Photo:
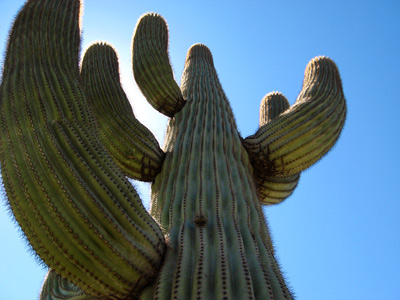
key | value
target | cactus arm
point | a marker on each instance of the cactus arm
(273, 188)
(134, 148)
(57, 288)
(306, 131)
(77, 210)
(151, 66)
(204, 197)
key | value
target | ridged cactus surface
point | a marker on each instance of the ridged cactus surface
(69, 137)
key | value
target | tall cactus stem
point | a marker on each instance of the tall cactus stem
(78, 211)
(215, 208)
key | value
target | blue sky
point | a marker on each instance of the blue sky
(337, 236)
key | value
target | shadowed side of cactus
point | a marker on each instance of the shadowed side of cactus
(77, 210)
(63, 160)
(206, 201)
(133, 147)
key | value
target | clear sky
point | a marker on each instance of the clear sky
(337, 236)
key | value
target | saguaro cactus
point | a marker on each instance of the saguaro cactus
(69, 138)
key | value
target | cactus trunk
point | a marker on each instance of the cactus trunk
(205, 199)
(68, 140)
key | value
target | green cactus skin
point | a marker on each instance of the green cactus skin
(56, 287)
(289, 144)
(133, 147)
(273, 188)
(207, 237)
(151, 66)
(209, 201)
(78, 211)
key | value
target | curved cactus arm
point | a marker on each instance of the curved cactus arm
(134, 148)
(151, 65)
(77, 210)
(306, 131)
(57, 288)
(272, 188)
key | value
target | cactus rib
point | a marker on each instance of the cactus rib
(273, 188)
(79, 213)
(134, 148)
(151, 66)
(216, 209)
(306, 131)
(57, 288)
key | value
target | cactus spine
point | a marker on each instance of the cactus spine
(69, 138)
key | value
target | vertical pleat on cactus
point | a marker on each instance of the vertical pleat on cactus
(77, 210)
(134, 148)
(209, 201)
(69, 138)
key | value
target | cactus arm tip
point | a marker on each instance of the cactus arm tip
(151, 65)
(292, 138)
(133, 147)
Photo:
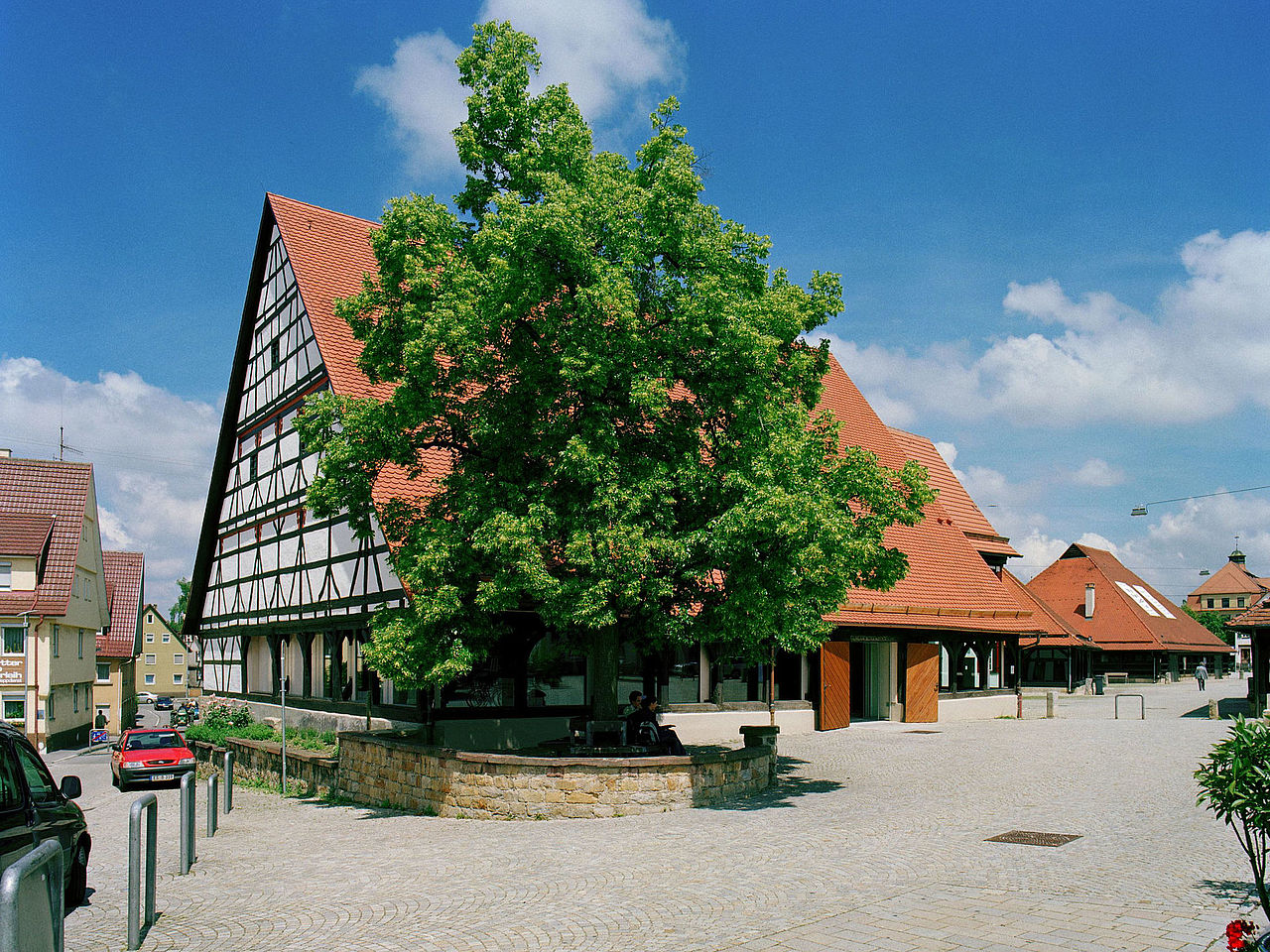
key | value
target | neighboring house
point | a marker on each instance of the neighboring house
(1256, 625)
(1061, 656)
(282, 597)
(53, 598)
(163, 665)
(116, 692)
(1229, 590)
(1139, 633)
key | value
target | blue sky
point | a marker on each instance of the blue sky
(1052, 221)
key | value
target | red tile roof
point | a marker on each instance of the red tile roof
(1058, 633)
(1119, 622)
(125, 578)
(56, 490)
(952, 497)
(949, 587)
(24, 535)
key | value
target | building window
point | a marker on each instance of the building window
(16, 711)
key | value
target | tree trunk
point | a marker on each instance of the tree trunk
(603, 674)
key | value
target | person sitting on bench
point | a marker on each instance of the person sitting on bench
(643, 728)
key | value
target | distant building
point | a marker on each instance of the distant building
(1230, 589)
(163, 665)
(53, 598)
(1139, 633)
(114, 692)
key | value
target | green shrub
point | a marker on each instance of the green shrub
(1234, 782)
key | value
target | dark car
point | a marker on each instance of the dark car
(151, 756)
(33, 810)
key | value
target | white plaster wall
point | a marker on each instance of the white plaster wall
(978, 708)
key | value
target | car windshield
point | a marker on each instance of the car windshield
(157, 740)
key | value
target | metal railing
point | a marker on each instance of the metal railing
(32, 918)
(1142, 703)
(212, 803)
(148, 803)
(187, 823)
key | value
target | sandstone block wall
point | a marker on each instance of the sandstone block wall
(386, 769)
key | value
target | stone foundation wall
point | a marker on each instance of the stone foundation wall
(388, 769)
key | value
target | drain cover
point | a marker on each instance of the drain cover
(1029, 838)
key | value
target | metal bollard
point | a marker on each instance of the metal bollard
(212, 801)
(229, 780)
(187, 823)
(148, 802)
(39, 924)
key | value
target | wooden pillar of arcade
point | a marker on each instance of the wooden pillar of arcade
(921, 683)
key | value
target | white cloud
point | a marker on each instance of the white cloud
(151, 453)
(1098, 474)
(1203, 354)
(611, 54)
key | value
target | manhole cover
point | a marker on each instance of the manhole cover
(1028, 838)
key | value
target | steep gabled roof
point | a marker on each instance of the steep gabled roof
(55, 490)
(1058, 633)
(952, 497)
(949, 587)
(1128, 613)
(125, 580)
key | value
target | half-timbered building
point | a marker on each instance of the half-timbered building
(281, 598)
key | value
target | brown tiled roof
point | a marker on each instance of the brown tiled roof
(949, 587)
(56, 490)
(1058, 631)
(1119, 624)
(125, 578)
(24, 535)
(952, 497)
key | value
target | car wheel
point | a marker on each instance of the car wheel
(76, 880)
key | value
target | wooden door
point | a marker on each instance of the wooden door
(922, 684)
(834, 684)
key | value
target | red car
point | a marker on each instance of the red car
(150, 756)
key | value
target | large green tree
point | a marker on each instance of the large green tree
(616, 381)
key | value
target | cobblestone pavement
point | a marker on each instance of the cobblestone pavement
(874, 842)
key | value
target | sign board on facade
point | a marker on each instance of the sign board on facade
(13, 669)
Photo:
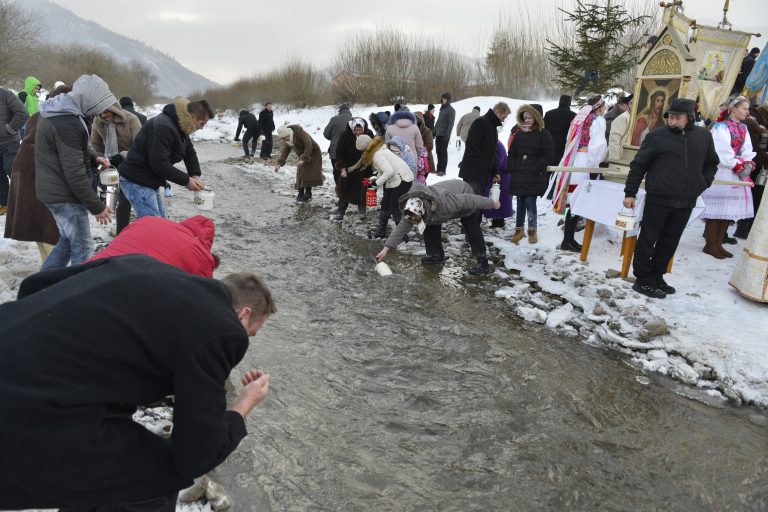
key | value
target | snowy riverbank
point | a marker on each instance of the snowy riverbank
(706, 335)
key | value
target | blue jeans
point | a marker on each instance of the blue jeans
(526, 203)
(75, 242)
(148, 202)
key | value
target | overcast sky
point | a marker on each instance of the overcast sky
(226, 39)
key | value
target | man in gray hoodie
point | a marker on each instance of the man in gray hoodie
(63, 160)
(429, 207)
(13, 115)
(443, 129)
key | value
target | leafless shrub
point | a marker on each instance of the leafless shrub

* * *

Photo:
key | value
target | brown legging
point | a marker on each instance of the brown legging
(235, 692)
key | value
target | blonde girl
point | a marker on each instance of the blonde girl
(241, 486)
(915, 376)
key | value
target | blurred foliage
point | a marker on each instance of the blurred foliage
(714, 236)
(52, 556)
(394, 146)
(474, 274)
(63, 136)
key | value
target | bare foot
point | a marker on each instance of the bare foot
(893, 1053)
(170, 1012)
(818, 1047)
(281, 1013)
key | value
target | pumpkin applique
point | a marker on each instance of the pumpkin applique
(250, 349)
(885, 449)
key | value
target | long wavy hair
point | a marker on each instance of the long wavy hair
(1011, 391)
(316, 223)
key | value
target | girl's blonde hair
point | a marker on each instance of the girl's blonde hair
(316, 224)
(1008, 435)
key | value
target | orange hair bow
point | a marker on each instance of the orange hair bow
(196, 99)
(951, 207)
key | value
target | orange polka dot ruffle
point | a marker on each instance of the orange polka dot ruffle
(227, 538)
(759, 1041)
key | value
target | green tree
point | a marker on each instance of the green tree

▶ Aim of the task:
In the listing above, find the line with "point | a marker on each instance of the green cactus" and the line with "target | neighboring house". Copy both of them and every line between, exactly, but not the pictures.

▶ Result:
point | a marker on each instance of the green cactus skin
(56, 287)
(289, 144)
(133, 147)
(273, 188)
(207, 237)
(151, 66)
(209, 201)
(78, 211)
key | value
target | curved cactus arm
point | a marker on each instance of the curved cactus arm
(134, 148)
(151, 65)
(77, 210)
(306, 131)
(57, 288)
(272, 188)
key | value
target | cactus rib
point | a marker on each instance of the cactus rib
(273, 188)
(79, 213)
(134, 148)
(151, 66)
(216, 209)
(306, 131)
(57, 288)
key | value
target | cactus spine
point | a marker on each instance of the cactus spine
(69, 138)
key | value
target | vertical pleat on cactus
point | a marker on each instance of the vertical pleat on cactus
(77, 210)
(134, 148)
(209, 201)
(69, 138)
key | value
target | cactus arm tip
point | a marker on each instance of the cactus arm tip
(151, 65)
(292, 138)
(133, 147)
Photo:
key | value
target | neighboring house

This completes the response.